__Selected extract__:
Not being able to restore stateful operator

buinauskas commented 6 months ago

I've encountered an issue when restoring a job from a savepoint, this happens when I need to make some changes to the already existing job, the procedure is as follows:

Stop the job and take a canonical savepoint
Redeploy the job by providing the savepoint path
Get the following exception

We're running Flink cluster in Kubernetes in session mode.

2024-02-29 09:20:39
java.lang.RuntimeException: Error while getting state
    at org.apache.flink.runtime.state.DefaultKeyedStateStore.getState(DefaultKeyedStateStore.java:62)
    at org.apache.flink.streaming.api.operators.StreamingRuntimeContext.getState(StreamingRuntimeContext.java:203)
    at com.vinted.search.readmodel.translations.TranslationBuilder.open(TranslationBuilder.scala:18)
    at org.apache.flink.api.common.functions.util.FunctionUtils.openFunction(FunctionUtils.java:34)
    at org.apache.flink.streaming.api.operators.AbstractUdfStreamOperator.open(AbstractUdfStreamOperator.java:101)
    at org.apache.flink.streaming.api.operators.co.CoStreamFlatMap.open(CoStreamFlatMap.java:46)
    at org.apache.flink.streaming.runtime.tasks.RegularOperatorChain.initializeStateAndOpenOperators(RegularOperatorChain.java:107)
    at org.apache.flink.streaming.runtime.tasks.StreamTask.restoreGates(StreamTask.java:753)
    at org.apache.flink.streaming.runtime.tasks.StreamTaskActionExecutor$1.call(StreamTaskActionExecutor.java:55)
    at org.apache.flink.streaming.runtime.tasks.StreamTask.restoreInternal(StreamTask.java:728)
    at org.apache.flink.streaming.runtime.tasks.StreamTask.restore(StreamTask.java:693)
    at org.apache.flink.runtime.taskmanager.Task.runWithSystemExitMonitoring(Task.java:953)
    at org.apache.flink.runtime.taskmanager.Task.restoreAndInvoke(Task.java:922)
    at org.apache.flink.runtime.taskmanager.Task.doRun(Task.java:746)
    at org.apache.flink.runtime.taskmanager.Task.run(Task.java:562)
    at java.base/java.lang.Thread.run(Unknown Source)
Caused by: org.apache.flink.util.StateMigrationException: For heap backends, the new state serializer (org.apache.flinkx.api.serializer.ScalaCaseClassSerializer@ad4d1cde) must not be incompatible with the old state serializer (org.apache.flinkx.api.serializer.ScalaCaseClassSerializer@60d01b87).
    at org.apache.flink.runtime.state.heap.HeapKeyedStateBackend.tryRegisterStateTable(HeapKeyedStateBackend.java:247)
    at org.apache.flink.runtime.state.heap.HeapKeyedStateBackend.createOrUpdateInternalState(HeapKeyedStateBackend.java:326)
    at org.apache.flink.runtime.state.heap.HeapKeyedStateBackend.createOrUpdateInternalState(HeapKeyedStateBackend.java:313)
    at org.apache.flink.runtime.state.KeyedStateFactory.createOrUpdateInternalState(KeyedStateFactory.java:47)

__Task to carry out__:
Please state the mode in which the Flink cluster in the savepoint thread is run in Kubernetes. The rows that come next were taken from a different source.

__Records__:
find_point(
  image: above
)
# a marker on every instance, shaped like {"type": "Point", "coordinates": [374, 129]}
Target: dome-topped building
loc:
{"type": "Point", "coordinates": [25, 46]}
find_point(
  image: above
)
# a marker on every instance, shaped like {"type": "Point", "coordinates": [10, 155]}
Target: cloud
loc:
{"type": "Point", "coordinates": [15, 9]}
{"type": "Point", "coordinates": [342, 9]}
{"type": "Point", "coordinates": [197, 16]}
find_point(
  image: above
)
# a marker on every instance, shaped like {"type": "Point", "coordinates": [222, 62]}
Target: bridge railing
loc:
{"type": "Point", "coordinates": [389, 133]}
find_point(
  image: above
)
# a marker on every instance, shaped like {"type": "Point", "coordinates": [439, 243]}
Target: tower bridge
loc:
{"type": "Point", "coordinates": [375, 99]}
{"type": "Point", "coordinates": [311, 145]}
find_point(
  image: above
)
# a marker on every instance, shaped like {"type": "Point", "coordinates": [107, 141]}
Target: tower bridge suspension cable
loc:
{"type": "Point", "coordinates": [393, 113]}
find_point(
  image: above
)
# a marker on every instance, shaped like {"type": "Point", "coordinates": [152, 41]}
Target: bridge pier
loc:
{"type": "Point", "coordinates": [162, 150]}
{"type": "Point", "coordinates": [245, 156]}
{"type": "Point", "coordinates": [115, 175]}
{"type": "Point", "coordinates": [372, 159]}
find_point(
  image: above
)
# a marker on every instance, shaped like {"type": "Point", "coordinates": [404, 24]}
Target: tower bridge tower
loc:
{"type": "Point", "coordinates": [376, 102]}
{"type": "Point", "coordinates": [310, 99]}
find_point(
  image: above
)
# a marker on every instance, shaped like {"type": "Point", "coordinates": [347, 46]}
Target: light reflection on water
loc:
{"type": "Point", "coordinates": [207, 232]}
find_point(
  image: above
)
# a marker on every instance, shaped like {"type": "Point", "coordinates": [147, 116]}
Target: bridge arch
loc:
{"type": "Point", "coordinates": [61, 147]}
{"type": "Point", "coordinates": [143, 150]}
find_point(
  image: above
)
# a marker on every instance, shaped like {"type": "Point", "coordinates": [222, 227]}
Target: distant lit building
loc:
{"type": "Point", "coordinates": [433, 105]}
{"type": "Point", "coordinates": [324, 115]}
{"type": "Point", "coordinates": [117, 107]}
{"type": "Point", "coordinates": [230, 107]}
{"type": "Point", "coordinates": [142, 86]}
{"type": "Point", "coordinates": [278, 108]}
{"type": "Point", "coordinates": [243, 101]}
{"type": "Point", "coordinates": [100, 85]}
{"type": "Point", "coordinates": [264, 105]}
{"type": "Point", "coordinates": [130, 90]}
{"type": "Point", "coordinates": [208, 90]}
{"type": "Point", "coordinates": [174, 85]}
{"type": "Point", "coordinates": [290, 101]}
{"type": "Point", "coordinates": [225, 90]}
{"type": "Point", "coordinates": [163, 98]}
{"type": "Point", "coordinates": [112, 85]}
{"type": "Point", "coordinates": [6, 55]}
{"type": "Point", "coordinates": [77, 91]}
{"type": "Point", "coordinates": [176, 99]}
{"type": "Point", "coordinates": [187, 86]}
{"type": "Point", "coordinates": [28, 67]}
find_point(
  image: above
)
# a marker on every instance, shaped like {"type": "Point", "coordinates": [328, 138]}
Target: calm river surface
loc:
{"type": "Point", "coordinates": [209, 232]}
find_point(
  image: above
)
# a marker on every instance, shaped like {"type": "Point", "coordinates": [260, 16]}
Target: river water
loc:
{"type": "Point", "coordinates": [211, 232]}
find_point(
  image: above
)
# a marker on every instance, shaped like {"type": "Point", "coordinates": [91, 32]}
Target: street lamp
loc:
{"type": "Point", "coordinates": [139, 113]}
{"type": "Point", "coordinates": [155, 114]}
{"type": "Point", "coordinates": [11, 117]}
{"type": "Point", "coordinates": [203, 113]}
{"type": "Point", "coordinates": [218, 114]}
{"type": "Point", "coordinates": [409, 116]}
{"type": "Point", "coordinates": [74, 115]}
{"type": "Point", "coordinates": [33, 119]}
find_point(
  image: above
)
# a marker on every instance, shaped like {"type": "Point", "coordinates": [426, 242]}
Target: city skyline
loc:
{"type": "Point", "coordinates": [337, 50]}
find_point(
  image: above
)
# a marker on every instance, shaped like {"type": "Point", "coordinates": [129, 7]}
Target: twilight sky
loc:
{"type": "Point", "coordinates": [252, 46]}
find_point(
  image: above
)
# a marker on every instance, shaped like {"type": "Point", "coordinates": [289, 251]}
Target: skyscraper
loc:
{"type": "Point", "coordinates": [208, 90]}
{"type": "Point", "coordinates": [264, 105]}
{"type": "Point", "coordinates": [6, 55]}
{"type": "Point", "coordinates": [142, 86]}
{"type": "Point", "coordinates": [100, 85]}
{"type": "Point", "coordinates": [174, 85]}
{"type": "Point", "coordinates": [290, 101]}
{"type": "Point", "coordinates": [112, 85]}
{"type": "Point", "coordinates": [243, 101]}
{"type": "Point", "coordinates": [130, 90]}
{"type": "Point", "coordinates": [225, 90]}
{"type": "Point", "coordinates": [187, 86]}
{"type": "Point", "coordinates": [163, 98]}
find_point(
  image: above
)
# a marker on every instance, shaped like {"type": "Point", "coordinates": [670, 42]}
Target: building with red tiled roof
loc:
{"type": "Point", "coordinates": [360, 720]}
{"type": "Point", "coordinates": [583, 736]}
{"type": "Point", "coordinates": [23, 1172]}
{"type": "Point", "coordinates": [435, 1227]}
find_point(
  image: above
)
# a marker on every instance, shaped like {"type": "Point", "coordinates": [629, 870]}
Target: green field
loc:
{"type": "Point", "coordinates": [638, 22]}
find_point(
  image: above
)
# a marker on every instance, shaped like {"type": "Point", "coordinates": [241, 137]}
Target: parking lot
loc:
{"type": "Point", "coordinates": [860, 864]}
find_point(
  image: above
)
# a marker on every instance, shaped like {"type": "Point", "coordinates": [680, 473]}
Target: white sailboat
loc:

__Task solution__:
Session mode.